Saved entries
+-------+

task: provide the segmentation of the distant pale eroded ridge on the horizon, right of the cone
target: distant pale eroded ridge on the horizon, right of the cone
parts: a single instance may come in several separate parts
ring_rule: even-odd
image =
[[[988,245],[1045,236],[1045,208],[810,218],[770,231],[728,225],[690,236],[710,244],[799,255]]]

+-------+

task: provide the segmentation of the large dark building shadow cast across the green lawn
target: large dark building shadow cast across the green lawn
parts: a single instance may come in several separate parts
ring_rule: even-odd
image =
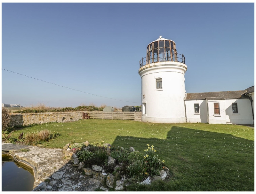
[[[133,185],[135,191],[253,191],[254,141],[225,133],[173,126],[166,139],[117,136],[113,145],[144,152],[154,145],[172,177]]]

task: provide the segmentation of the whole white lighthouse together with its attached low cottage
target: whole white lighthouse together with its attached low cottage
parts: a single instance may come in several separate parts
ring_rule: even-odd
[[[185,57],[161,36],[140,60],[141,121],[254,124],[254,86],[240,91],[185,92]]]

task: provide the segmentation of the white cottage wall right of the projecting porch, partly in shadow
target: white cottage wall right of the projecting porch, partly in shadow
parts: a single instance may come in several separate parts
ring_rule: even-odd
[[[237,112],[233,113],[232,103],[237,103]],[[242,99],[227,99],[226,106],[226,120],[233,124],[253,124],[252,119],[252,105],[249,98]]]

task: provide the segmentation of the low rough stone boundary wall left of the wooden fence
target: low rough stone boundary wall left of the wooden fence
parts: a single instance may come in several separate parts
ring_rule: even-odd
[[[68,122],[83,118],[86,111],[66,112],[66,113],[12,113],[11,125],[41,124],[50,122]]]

+-------+

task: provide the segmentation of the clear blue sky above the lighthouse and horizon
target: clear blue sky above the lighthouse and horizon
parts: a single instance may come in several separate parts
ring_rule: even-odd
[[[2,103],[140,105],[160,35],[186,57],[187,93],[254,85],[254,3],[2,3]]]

+-------+

Starting with the line that has "target: large dark" and going on through the line that has "target: whole white", transcribe the records above exactly, but skip the pictures.

target: large dark building shadow cast across the green lawn
parts: a single instance may come in several separate parts
ring_rule: even-odd
image =
[[[133,185],[135,191],[253,191],[254,141],[225,133],[173,126],[166,139],[117,136],[113,145],[144,152],[154,145],[172,177]]]

task: provide the segmentation of the whole white lighthouse together with its attached low cottage
target: whole white lighthouse together with its attached low cottage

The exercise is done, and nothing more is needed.